> [Activity]: Which lines of the records below contain the string "green"? Report each of them.

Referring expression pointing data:
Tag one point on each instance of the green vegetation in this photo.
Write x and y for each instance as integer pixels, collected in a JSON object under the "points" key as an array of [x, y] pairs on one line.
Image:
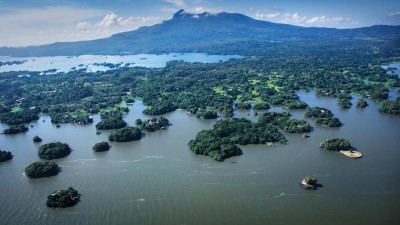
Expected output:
{"points": [[19, 117], [36, 139], [361, 103], [261, 106], [243, 105], [63, 198], [101, 147], [318, 112], [5, 155], [54, 150], [154, 124], [206, 114], [220, 142], [344, 103], [15, 129], [336, 144], [125, 134], [42, 169], [110, 120], [295, 104], [391, 107], [329, 122], [283, 121]]}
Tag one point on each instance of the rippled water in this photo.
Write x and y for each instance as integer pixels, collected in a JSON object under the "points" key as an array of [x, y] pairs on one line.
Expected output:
{"points": [[157, 180], [91, 62]]}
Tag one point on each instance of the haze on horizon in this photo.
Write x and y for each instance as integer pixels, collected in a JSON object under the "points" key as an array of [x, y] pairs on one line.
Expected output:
{"points": [[26, 22]]}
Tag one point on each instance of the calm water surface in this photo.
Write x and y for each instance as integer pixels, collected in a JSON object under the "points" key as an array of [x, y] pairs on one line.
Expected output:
{"points": [[157, 180], [90, 62]]}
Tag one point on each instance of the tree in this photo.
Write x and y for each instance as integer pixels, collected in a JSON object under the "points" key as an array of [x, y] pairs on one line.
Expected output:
{"points": [[41, 169], [36, 139], [101, 147], [125, 134], [336, 144], [63, 198], [54, 150], [5, 155]]}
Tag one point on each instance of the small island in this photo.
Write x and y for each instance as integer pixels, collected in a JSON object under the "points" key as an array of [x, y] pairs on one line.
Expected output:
{"points": [[42, 169], [63, 198], [261, 106], [391, 107], [206, 114], [125, 134], [295, 104], [335, 144], [36, 139], [16, 129], [111, 120], [329, 122], [101, 147], [341, 145], [243, 105], [5, 156], [154, 124], [309, 183], [54, 150], [361, 103], [318, 112]]}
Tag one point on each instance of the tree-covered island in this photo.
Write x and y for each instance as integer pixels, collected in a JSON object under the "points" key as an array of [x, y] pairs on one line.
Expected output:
{"points": [[5, 156], [54, 150], [42, 169], [125, 134], [101, 147], [63, 198], [221, 142], [335, 144], [153, 124], [15, 129]]}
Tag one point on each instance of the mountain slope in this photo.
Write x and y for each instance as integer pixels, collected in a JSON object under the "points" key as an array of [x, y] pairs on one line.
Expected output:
{"points": [[187, 32]]}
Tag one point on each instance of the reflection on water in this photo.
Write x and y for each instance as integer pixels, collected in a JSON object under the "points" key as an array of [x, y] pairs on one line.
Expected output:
{"points": [[157, 180], [93, 63]]}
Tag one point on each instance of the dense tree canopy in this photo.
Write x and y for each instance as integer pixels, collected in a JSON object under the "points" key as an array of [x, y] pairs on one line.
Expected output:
{"points": [[41, 169], [5, 155], [336, 144], [101, 147], [125, 134], [54, 150], [15, 129], [63, 198]]}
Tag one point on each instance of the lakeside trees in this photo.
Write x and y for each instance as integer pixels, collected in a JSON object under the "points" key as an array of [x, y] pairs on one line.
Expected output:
{"points": [[336, 144], [220, 142], [63, 198], [54, 150], [5, 156], [101, 147], [41, 169], [154, 124], [125, 134], [15, 129], [391, 107]]}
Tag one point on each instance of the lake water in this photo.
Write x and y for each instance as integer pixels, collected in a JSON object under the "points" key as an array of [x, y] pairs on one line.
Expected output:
{"points": [[158, 180], [91, 62], [393, 72]]}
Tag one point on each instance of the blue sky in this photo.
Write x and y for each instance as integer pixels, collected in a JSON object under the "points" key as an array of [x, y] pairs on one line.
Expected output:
{"points": [[35, 22]]}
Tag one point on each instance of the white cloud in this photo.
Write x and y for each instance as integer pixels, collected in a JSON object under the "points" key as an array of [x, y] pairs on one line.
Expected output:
{"points": [[280, 16], [394, 14], [294, 18], [177, 3], [19, 27], [112, 23]]}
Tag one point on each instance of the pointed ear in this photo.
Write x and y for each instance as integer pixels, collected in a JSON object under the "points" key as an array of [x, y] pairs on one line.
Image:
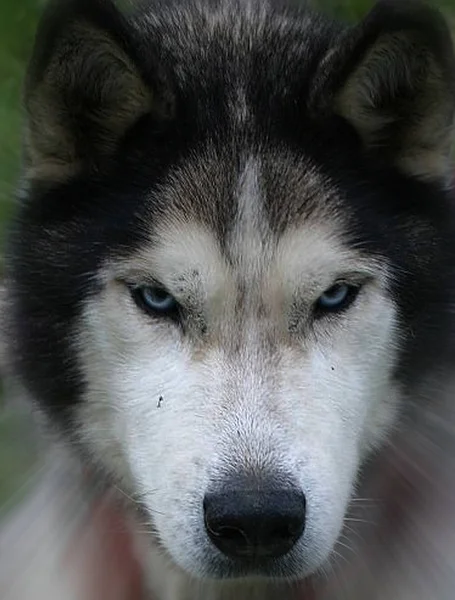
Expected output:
{"points": [[393, 78], [85, 88]]}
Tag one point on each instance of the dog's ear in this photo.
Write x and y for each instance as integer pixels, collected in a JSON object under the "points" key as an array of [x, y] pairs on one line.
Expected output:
{"points": [[393, 78], [84, 90]]}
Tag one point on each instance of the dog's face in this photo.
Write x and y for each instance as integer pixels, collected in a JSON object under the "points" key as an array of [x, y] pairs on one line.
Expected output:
{"points": [[223, 286], [255, 367]]}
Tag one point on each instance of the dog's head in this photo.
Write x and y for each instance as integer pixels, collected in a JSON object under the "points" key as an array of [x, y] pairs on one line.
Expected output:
{"points": [[232, 264]]}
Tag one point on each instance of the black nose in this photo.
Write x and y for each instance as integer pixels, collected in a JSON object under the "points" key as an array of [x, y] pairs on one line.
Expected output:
{"points": [[259, 523]]}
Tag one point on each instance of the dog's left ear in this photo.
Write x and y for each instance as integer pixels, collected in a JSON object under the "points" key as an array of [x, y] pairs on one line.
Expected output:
{"points": [[393, 78]]}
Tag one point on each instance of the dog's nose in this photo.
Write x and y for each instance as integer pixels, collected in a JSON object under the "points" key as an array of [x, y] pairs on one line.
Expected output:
{"points": [[246, 524]]}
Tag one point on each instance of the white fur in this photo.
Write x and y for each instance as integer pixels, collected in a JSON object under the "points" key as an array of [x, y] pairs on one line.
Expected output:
{"points": [[311, 400]]}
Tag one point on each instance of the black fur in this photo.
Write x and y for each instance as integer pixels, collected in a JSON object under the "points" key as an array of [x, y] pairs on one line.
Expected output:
{"points": [[289, 65]]}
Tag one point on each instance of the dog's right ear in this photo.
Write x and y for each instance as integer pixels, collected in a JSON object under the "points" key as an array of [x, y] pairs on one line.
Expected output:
{"points": [[84, 90]]}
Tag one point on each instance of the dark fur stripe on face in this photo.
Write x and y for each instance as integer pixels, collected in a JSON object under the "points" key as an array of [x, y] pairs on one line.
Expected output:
{"points": [[161, 128]]}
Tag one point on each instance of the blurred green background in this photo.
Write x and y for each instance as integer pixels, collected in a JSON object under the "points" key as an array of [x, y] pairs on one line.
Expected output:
{"points": [[18, 19]]}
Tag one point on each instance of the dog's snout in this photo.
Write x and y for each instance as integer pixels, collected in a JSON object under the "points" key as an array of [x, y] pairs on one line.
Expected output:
{"points": [[261, 523]]}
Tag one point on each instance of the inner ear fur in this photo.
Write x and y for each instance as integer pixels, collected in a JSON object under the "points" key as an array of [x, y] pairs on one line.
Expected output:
{"points": [[84, 88], [392, 77]]}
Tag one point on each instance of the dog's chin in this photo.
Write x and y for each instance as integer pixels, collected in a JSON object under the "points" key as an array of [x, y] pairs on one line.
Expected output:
{"points": [[253, 570], [217, 568]]}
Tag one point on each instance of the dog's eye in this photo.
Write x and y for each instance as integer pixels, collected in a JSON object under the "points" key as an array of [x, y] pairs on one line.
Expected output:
{"points": [[337, 298], [155, 300]]}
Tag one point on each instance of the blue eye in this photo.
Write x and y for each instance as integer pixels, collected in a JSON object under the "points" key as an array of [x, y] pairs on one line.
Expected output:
{"points": [[155, 300], [337, 298]]}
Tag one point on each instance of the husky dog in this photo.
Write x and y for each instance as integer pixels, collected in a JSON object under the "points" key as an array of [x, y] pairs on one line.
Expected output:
{"points": [[230, 277]]}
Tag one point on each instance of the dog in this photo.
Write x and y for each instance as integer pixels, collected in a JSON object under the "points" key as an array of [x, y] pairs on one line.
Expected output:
{"points": [[230, 273]]}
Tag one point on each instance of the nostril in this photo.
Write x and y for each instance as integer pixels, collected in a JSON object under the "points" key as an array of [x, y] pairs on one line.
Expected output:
{"points": [[260, 523]]}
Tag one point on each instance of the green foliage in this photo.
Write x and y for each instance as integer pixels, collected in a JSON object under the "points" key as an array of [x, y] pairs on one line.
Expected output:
{"points": [[17, 24]]}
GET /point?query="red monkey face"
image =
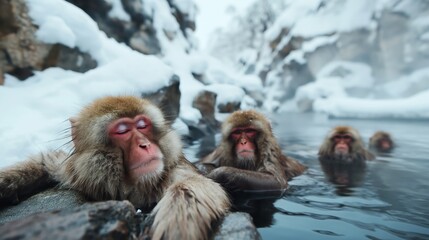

> [Result of the exercise]:
Tag one point on each instance of the green vegetation in this photo.
Tag one point on each instance of the blurred green background in this photo.
Tag one point on each instance of the green foliage in this photo.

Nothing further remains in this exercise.